§ **WHAT YOU ARE ASKED TO DO**: Skip every picture while you write out the records below, from the first line through the one that contains "17L31 46L81 17L53", both ends kept.

-- INFORMATION GIVEN follows --

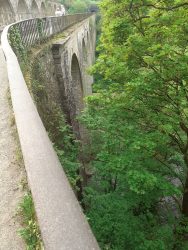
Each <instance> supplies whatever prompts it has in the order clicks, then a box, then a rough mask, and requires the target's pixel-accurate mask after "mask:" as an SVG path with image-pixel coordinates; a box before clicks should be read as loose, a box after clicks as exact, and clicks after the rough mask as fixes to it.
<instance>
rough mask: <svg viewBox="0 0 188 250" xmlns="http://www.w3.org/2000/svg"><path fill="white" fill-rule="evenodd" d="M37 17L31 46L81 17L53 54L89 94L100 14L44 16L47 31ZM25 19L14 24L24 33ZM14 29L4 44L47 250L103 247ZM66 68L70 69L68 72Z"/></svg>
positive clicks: (27, 39)
mask: <svg viewBox="0 0 188 250" xmlns="http://www.w3.org/2000/svg"><path fill="white" fill-rule="evenodd" d="M36 20H37V19H35V21H34V24H33V25H34V28H35V32H34V36H33V33H32V34H30V33H27V34H25V40H23V39H22V41H25V42H26V41H27V42H28V46H31V45H32V44H34V42H36V41H39V40H40V39H43V38H44V35H46V37H50V36H51V35H53V34H55V33H58V32H60V31H63V30H65V29H66V28H67V27H70V25H72V24H75V23H79V22H80V21H81V23H80V25H78V26H77V27H76V28H75V30H73V31H72V34H71V35H70V36H68V37H66V38H64V39H63V41H61V42H60V41H58V42H57V43H54V44H53V47H52V55H53V56H52V57H53V60H54V62H55V60H56V59H57V60H56V63H55V64H54V68H55V70H56V74H57V75H58V73H59V75H58V76H59V77H60V78H61V77H62V79H61V80H62V81H65V80H67V83H68V82H71V84H72V87H73V88H74V91H75V90H76V89H77V84H83V85H82V86H79V89H80V90H81V91H82V92H83V95H85V94H87V93H88V92H90V89H91V83H92V79H91V78H90V77H89V76H87V74H85V73H84V67H85V64H86V61H87V63H88V62H89V64H91V63H92V61H93V60H94V52H95V49H94V47H95V16H94V15H88V14H85V15H84V14H83V15H73V16H67V17H66V16H64V17H59V18H55V19H54V18H47V19H46V18H44V19H43V21H42V26H40V27H42V28H43V32H42V33H41V29H40V30H39V29H37V26H35V22H37V21H36ZM27 22H28V21H25V23H27ZM30 22H32V21H30ZM23 23H24V22H21V23H18V24H15V27H17V28H18V30H19V32H20V34H22V33H21V32H22V31H24V29H23V26H24V25H23ZM63 23H64V26H63ZM40 24H41V21H40ZM61 25H62V26H61ZM11 27H12V25H9V26H7V27H5V29H4V31H3V33H2V37H1V41H2V48H3V51H4V54H5V57H6V62H7V71H8V79H9V84H10V92H11V99H12V104H13V110H14V114H15V120H16V126H17V129H18V134H19V139H20V143H21V149H22V154H23V158H24V163H25V167H26V171H27V176H28V182H29V186H30V188H31V192H32V195H33V199H34V203H35V208H36V213H37V218H38V222H39V226H40V229H41V233H42V238H43V242H44V246H45V249H46V250H99V246H98V244H97V242H96V239H95V237H94V236H93V234H92V232H91V229H90V227H89V225H88V222H87V220H86V218H85V216H84V215H83V212H82V210H81V207H80V205H79V203H78V201H77V199H76V197H75V195H74V193H73V191H72V189H71V187H70V184H69V182H68V180H67V177H66V176H65V174H64V171H63V169H62V167H61V164H60V162H59V160H58V157H57V155H56V153H55V151H54V149H53V146H52V143H51V141H50V140H49V137H48V135H47V132H46V130H45V128H44V125H43V123H42V121H41V118H40V116H39V114H38V111H37V109H36V107H35V105H34V102H33V100H32V98H31V95H30V93H29V91H28V88H27V85H26V82H25V80H24V77H23V74H22V71H21V69H20V65H19V62H18V59H17V57H16V55H15V53H14V52H13V50H12V47H11V46H10V44H9V40H8V34H9V31H10V30H11ZM46 27H48V28H46ZM23 34H24V33H23ZM23 34H22V35H23ZM41 34H42V35H41ZM22 38H23V37H22ZM64 67H65V68H66V69H67V71H68V73H66V71H64V69H65V68H64ZM86 79H87V80H86ZM87 82H88V83H89V84H88V85H87V84H86V83H87ZM74 91H73V92H74ZM73 94H74V93H73ZM78 108H79V104H78Z"/></svg>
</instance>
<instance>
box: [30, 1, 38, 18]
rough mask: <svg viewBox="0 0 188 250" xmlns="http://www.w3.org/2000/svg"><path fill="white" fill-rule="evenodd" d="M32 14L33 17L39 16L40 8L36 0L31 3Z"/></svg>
mask: <svg viewBox="0 0 188 250" xmlns="http://www.w3.org/2000/svg"><path fill="white" fill-rule="evenodd" d="M31 14H32V16H33V17H38V16H39V8H38V5H37V3H36V1H35V0H33V2H32V5H31Z"/></svg>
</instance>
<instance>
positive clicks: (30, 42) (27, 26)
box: [9, 13, 91, 49]
mask: <svg viewBox="0 0 188 250" xmlns="http://www.w3.org/2000/svg"><path fill="white" fill-rule="evenodd" d="M90 15H91V13H84V14H76V15H67V16H60V17H44V18H35V19H28V20H25V21H20V22H17V23H15V24H13V25H11V26H10V28H9V35H10V34H11V32H14V31H15V30H16V31H17V32H18V33H19V35H20V39H21V42H22V45H23V46H24V47H25V48H29V47H31V46H32V45H34V44H36V43H39V42H42V41H43V40H44V39H46V38H49V37H51V36H52V35H55V34H57V33H60V32H62V31H63V30H65V29H66V28H68V27H69V26H71V25H73V24H75V23H77V22H80V21H82V20H84V19H85V18H87V17H89V16H90ZM10 42H11V41H10ZM13 49H14V48H13Z"/></svg>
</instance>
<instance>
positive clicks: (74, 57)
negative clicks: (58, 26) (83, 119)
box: [70, 53, 85, 140]
mask: <svg viewBox="0 0 188 250" xmlns="http://www.w3.org/2000/svg"><path fill="white" fill-rule="evenodd" d="M71 79H72V95H71V96H72V97H71V110H70V113H71V123H72V127H73V131H74V133H75V135H76V137H77V139H79V140H80V139H82V140H83V139H84V137H85V132H84V128H83V125H81V124H80V123H79V122H78V120H77V119H76V118H77V116H78V115H79V114H80V112H81V111H82V110H83V109H84V101H83V97H84V94H83V82H82V75H81V71H80V65H79V62H78V57H77V55H76V54H75V53H74V54H73V55H72V60H71Z"/></svg>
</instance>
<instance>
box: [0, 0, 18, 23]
mask: <svg viewBox="0 0 188 250" xmlns="http://www.w3.org/2000/svg"><path fill="white" fill-rule="evenodd" d="M14 21H15V18H14V10H13V7H12V4H11V2H10V1H9V0H8V1H5V0H0V26H3V25H6V24H9V23H12V22H14Z"/></svg>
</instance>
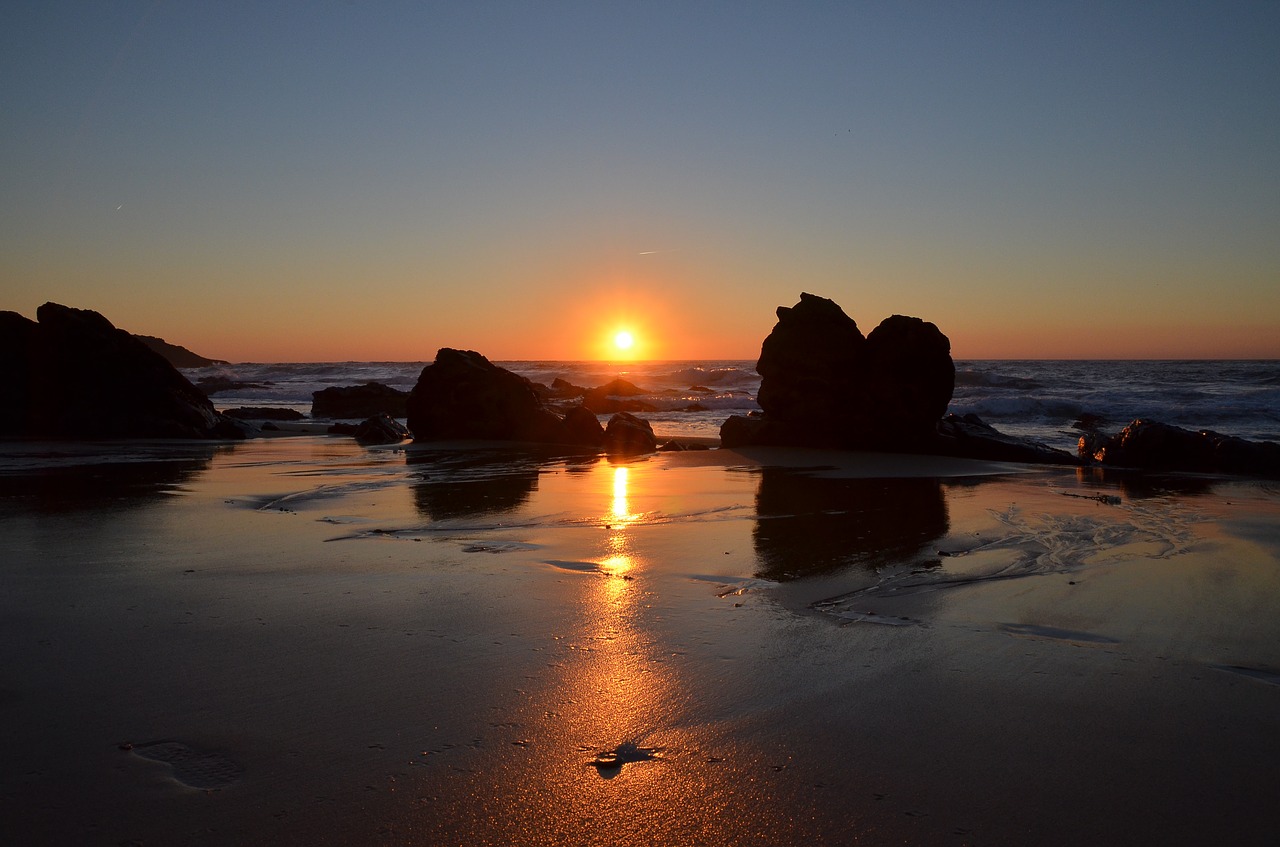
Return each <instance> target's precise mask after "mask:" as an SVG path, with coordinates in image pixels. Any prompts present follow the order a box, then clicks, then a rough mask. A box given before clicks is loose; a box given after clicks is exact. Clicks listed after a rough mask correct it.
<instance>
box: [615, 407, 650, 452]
mask: <svg viewBox="0 0 1280 847" xmlns="http://www.w3.org/2000/svg"><path fill="white" fill-rule="evenodd" d="M657 449H658V439H655V438H654V435H653V427H652V426H649V421H643V420H640V418H639V417H636V416H635V415H631V413H630V412H618V413H617V415H614V416H613V417H611V418H609V425H608V426H605V427H604V450H605V452H607V453H608V454H609V455H640V454H643V453H653V452H654V450H657Z"/></svg>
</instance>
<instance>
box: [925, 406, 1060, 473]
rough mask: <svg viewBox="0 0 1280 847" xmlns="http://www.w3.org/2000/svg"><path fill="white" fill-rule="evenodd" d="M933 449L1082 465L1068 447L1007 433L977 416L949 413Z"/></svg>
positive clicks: (1056, 463)
mask: <svg viewBox="0 0 1280 847" xmlns="http://www.w3.org/2000/svg"><path fill="white" fill-rule="evenodd" d="M931 452H934V453H941V454H945V455H960V457H965V458H970V459H987V461H991V462H1024V463H1029V464H1079V461H1078V459H1076V458H1075V457H1074V455H1071V454H1070V453H1068V452H1066V450H1057V449H1053V448H1051V447H1047V445H1044V444H1039V443H1037V441H1029V440H1027V439H1020V438H1015V436H1012V435H1005V434H1004V432H1000V431H998V430H996V429H995V427H993V426H991V425H988V423H986V422H984V421H983V420H982V418H979V417H978V416H977V415H965V416H964V417H960V416H956V415H947V416H946V417H945V418H942V421H941V422H940V423H938V436H937V449H936V450H931Z"/></svg>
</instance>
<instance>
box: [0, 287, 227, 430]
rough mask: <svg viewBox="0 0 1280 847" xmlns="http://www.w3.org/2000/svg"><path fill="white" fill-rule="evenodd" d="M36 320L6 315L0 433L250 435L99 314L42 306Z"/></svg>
mask: <svg viewBox="0 0 1280 847" xmlns="http://www.w3.org/2000/svg"><path fill="white" fill-rule="evenodd" d="M36 317H37V320H36V321H32V320H29V319H27V317H23V316H22V315H19V313H17V312H0V367H3V368H4V376H3V379H0V435H8V436H23V438H56V439H122V438H192V439H238V438H244V436H246V435H247V432H248V431H250V427H248V426H247V425H244V423H241V422H237V421H234V420H233V418H230V417H227V416H225V415H220V413H219V412H216V411H215V409H214V406H212V403H210V400H209V398H207V397H205V394H204V393H201V392H200V390H198V389H197V388H196V386H195V385H192V384H191V381H188V380H187V377H186V376H183V375H182V374H179V372H178V370H177V368H175V367H174V366H173V365H170V363H169V362H168V361H166V360H165V358H164V356H161V354H160V353H156V352H155V351H154V349H151V348H150V347H147V344H145V343H143V342H141V340H138V339H137V338H134V336H133V335H131V334H129V333H127V331H124V330H122V329H116V328H115V326H114V325H113V324H111V321H109V320H108V319H105V317H104V316H102V315H100V313H97V312H95V311H91V310H79V308H69V307H67V306H60V305H58V303H45V305H44V306H41V307H40V308H38V310H37V311H36Z"/></svg>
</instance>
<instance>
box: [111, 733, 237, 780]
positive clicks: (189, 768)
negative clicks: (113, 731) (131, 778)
mask: <svg viewBox="0 0 1280 847" xmlns="http://www.w3.org/2000/svg"><path fill="white" fill-rule="evenodd" d="M133 755H134V756H138V757H141V759H150V760H151V761H161V763H164V764H166V765H169V766H170V768H172V769H173V778H174V779H177V780H178V782H180V783H182V784H184V786H187V787H189V788H200V789H204V791H218V789H220V788H227V787H228V786H233V784H236V783H237V782H239V778H241V775H242V774H243V773H244V770H243V768H241V766H239V765H238V764H237V763H234V761H232V760H230V759H228V757H227V756H223V755H220V754H216V752H204V751H201V750H196V748H193V747H188V746H187V745H184V743H182V742H178V741H156V742H152V743H147V745H134V746H133Z"/></svg>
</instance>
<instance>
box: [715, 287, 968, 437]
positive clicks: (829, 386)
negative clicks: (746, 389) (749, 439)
mask: <svg viewBox="0 0 1280 847" xmlns="http://www.w3.org/2000/svg"><path fill="white" fill-rule="evenodd" d="M777 315H778V322H777V324H776V325H774V328H773V331H772V333H769V336H768V338H765V339H764V343H763V344H762V347H760V358H759V361H758V362H756V371H758V372H759V374H760V380H762V381H760V389H759V394H758V398H756V402H758V403H759V404H760V409H762V411H763V420H764V423H733V425H731V427H730V429H731V438H763V439H768V440H765V441H755V443H773V444H795V445H804V447H845V448H861V449H895V450H902V449H924V448H925V447H927V445H928V444H929V443H931V441H932V440H933V439H934V435H936V430H937V422H938V420H940V418H941V416H942V415H943V413H945V412H946V408H947V403H948V402H950V400H951V392H952V389H954V385H955V365H954V363H952V361H951V343H950V342H948V340H947V336H946V335H943V334H942V333H941V331H940V330H938V328H937V326H934V325H933V324H929V322H927V321H923V320H920V319H918V317H906V316H902V315H893V316H891V317H888V319H886V320H884V321H883V322H882V324H881V325H879V326H877V328H876V330H873V331H872V334H870V335H869V336H867V338H864V336H863V334H861V331H859V329H858V324H856V322H855V321H854V320H852V319H851V317H849V316H847V315H846V313H845V312H844V310H841V308H840V306H837V305H836V303H835V302H832V301H829V299H827V298H824V297H815V296H813V294H808V293H803V294H800V302H799V303H796V305H795V306H792V307H790V308H788V307H778V311H777ZM726 423H727V422H726ZM722 438H723V434H722Z"/></svg>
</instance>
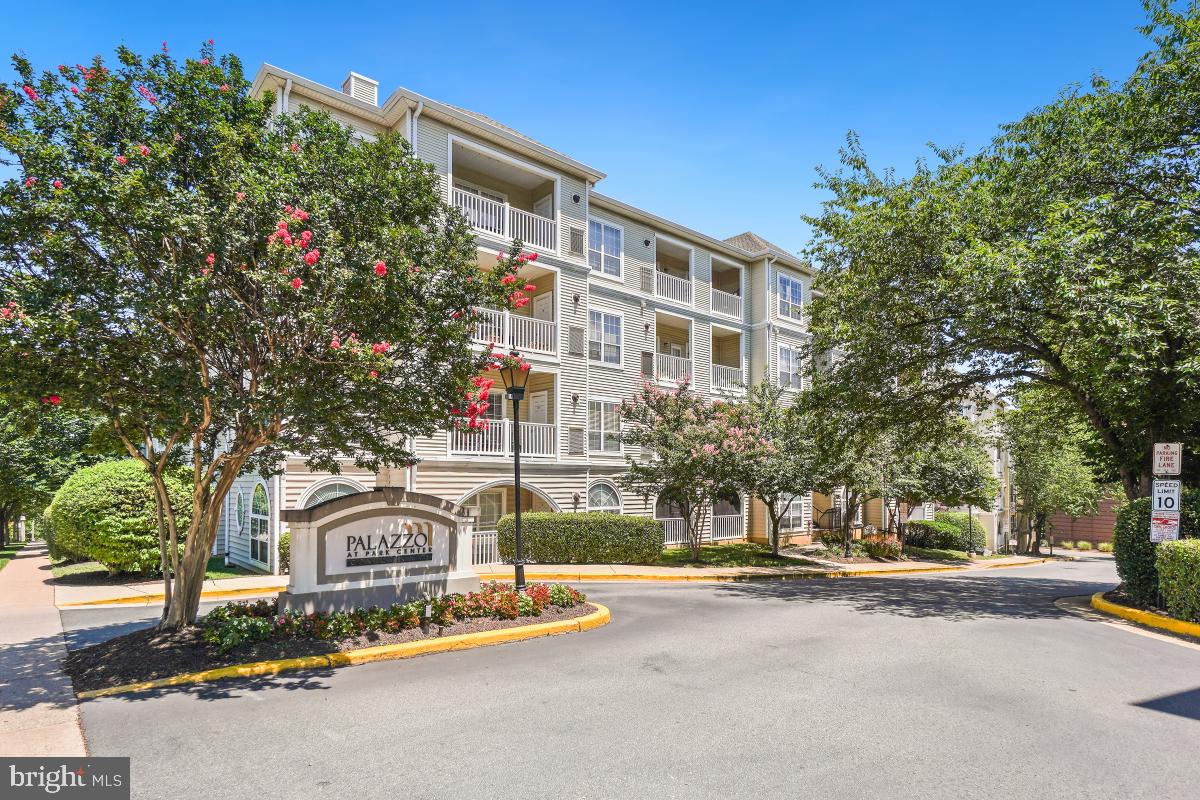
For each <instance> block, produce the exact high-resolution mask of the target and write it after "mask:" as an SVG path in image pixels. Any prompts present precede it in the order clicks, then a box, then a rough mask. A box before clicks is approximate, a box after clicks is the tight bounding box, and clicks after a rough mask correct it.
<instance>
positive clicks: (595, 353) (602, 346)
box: [588, 311, 620, 365]
mask: <svg viewBox="0 0 1200 800" xmlns="http://www.w3.org/2000/svg"><path fill="white" fill-rule="evenodd" d="M588 357H589V359H592V360H593V361H600V362H604V363H616V365H619V363H620V317H618V315H617V314H605V313H604V312H599V311H593V312H589V313H588Z"/></svg>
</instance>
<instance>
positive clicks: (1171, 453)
mask: <svg viewBox="0 0 1200 800" xmlns="http://www.w3.org/2000/svg"><path fill="white" fill-rule="evenodd" d="M1182 465H1183V445H1182V444H1180V443H1178V441H1159V443H1156V444H1154V464H1153V467H1154V469H1153V473H1154V475H1178V474H1180V468H1181V467H1182Z"/></svg>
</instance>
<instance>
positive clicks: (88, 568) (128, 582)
mask: <svg viewBox="0 0 1200 800" xmlns="http://www.w3.org/2000/svg"><path fill="white" fill-rule="evenodd" d="M0 552H2V551H0ZM50 571H52V572H53V573H54V577H55V578H61V579H60V581H59V583H65V584H80V585H83V584H88V585H115V584H121V583H137V582H139V581H154V579H155V578H156V577H158V576H155V575H144V576H139V575H116V576H110V575H108V570H106V569H104V567H103V565H101V564H97V563H96V561H76V563H73V564H72V563H68V561H55V563H54V565H53V566H52V567H50ZM246 575H254V573H253V572H251V571H248V570H244V569H241V567H240V566H234V565H232V564H230V565H229V566H226V565H224V557H223V555H214V557H212V558H210V559H209V566H208V569H206V570H205V571H204V577H205V578H208V579H210V581H220V579H221V578H240V577H242V576H246Z"/></svg>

-- INFORMATION GIVEN concluded --

§ **REPLY**:
Each <instance> supplies whatever prompts it has in the order clicks, then a box, then a rough mask, and requires the target's pixel-accurate mask after "mask:" as an SVG path with image-pixel coordinates; a box before clicks should be read as loose, a box after clicks as exact, and clicks after the rough mask as fixes to it.
<instance>
rough mask: <svg viewBox="0 0 188 250" xmlns="http://www.w3.org/2000/svg"><path fill="white" fill-rule="evenodd" d="M37 17L31 46L81 17L53 54L89 94L100 14L44 16L47 31ZM25 19L14 24L24 33ZM14 29L4 44L47 250L103 247ZM66 68L70 69L68 72Z"/></svg>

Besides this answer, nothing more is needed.